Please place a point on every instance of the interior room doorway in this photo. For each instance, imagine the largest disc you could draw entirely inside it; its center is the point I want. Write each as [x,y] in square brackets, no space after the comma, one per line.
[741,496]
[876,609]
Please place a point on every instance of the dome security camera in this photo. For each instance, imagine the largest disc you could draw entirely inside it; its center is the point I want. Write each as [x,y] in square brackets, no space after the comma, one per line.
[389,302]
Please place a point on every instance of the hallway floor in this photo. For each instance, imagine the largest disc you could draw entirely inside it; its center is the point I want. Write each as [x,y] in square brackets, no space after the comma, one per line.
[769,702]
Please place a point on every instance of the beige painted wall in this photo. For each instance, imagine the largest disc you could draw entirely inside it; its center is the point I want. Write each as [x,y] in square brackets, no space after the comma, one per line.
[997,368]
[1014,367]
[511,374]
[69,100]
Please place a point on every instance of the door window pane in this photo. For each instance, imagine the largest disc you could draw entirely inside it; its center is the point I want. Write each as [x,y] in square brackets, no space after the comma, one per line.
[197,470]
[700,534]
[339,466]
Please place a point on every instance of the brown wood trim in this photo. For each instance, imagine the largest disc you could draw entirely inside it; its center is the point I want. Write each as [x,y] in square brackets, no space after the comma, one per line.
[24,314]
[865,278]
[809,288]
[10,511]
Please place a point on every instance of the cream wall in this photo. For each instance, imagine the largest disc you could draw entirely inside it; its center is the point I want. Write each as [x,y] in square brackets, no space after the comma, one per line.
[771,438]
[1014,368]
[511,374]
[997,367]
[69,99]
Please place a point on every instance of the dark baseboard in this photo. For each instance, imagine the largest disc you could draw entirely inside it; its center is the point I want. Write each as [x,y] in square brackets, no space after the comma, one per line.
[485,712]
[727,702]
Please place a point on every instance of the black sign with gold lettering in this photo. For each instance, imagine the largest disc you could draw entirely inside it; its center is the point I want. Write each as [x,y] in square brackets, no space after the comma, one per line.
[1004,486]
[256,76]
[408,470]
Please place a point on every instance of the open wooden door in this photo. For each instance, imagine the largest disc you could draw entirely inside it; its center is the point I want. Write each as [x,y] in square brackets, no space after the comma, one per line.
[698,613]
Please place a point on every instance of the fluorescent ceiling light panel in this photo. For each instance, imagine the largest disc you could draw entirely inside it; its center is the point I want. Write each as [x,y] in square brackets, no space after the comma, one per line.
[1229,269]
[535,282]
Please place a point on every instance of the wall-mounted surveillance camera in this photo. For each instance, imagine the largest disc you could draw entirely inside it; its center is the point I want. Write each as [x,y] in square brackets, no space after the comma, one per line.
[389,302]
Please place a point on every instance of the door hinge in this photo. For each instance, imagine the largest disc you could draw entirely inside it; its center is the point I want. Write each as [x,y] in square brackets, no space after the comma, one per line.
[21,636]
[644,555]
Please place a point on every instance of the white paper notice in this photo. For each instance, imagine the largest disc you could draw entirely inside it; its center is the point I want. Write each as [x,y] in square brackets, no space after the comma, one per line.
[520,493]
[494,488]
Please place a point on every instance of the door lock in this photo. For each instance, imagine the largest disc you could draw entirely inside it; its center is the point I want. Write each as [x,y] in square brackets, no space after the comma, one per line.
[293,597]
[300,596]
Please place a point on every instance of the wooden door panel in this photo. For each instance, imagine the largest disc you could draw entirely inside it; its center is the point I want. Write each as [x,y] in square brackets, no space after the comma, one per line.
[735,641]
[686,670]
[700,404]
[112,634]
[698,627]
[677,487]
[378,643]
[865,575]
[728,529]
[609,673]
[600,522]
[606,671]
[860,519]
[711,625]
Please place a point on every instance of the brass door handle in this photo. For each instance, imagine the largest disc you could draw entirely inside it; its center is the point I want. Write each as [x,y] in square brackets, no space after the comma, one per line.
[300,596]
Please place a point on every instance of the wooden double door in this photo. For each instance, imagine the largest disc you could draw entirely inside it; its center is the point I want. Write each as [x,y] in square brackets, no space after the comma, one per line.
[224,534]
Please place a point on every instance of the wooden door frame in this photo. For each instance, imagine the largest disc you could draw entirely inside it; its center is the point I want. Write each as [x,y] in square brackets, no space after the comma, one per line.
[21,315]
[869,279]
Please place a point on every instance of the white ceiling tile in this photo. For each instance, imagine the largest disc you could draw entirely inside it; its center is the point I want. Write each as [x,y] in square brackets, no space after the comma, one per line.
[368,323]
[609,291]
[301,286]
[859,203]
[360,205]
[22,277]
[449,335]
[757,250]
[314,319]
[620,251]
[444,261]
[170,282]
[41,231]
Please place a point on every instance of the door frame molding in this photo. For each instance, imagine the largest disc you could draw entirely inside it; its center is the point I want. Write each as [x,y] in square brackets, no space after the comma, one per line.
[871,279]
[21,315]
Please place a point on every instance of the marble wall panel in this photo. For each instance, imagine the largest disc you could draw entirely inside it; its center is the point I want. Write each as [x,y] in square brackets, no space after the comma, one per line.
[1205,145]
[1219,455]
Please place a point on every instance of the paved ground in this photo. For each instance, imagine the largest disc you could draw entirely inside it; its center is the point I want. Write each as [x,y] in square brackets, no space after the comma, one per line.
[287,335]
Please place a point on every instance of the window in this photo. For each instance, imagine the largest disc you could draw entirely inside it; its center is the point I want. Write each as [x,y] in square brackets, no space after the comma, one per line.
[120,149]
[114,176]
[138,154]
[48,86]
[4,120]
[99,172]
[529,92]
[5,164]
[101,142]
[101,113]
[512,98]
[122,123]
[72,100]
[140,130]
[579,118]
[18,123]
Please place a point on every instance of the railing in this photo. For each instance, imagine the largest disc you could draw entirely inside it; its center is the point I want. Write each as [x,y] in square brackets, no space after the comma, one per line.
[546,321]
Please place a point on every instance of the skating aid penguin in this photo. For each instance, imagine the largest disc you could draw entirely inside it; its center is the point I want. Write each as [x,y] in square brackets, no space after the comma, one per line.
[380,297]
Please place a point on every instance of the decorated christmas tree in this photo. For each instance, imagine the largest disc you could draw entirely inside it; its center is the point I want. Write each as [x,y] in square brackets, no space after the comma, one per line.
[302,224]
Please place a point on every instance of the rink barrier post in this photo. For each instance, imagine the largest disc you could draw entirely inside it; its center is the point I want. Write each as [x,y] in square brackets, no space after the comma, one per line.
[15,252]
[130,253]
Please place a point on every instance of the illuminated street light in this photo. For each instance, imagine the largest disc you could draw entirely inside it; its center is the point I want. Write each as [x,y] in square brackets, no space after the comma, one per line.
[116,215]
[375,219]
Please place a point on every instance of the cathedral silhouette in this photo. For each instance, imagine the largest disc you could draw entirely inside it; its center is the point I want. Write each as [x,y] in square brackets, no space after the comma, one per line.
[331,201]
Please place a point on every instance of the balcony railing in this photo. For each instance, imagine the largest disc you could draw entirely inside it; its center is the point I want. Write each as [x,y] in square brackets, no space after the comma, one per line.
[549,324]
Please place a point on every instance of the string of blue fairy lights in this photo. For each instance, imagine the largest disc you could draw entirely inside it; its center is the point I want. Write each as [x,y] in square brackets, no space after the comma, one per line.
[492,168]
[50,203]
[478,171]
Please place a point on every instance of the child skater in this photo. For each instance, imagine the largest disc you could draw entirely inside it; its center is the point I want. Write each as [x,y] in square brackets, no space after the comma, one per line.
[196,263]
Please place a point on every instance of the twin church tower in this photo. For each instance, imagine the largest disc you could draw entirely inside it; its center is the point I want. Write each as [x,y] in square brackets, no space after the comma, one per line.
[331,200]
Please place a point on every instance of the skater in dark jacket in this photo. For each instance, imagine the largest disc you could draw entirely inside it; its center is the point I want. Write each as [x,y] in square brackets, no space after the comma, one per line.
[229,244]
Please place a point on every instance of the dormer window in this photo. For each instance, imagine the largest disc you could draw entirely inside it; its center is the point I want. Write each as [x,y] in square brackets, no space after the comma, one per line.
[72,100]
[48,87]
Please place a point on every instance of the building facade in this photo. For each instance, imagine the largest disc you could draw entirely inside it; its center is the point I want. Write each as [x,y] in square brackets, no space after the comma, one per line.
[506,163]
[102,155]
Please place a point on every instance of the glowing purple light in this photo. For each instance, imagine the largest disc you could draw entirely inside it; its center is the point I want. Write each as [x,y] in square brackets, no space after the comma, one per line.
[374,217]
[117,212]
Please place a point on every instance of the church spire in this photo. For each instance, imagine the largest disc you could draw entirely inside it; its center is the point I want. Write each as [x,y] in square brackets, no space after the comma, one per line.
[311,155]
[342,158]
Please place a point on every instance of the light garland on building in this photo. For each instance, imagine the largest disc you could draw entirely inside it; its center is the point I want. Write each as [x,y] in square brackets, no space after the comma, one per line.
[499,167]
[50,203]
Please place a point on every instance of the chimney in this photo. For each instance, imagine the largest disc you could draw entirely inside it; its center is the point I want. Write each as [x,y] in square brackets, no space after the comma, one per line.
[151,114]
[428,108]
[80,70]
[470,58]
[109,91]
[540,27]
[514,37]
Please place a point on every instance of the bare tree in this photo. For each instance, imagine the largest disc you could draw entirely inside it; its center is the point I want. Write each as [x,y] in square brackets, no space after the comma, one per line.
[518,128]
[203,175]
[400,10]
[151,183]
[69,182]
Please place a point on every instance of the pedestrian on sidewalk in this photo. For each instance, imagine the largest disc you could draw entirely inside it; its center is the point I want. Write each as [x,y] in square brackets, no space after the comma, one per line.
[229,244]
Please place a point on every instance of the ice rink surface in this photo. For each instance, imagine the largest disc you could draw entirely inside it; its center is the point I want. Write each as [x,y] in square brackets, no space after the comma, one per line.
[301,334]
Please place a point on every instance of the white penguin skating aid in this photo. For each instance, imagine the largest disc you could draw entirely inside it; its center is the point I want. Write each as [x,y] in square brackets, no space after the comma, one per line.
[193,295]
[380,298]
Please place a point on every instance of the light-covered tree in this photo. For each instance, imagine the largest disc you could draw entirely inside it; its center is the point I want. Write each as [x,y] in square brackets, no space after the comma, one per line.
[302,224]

^^^^

Begin at the row that contains "Please place a point on every instance of the pedestrian" and continue through the final row above. Write those rows out again, requests included, with every coordinate in the answers increased by 140.

[Answer to this problem]:
Please place a point on every instance of the pedestrian on sidewalk in this photo. For each instance, imagine the largest disc you could draw entirely inside it; its center is the point I want. Write each as [x,y] in square brackets, no space after the comma, one per line.
[369,384]
Please place a point on every instance of the ice rink surface in this photo. For each instance, imagine the largest disc you could draw entirely inside it; its center is the point I want. Write each as [x,y] in square brackets, no space after the comma, one per line.
[441,474]
Please place a point on every instance of the white penguin skating aid in this photo. For each instance, imagine the largest disc you could draw entirely inside it; its center is the point I want. Write each as [x,y] in square brackets, no space after the comma, one per line.
[333,435]
[520,438]
Please place a point on every instance of the light-covered tree in this photo. For each instance, imagine the largest disc you could draw entirely inside it; its center is the point I want. Write each as [x,y] in square brackets, no space after the comma, one per line.
[442,364]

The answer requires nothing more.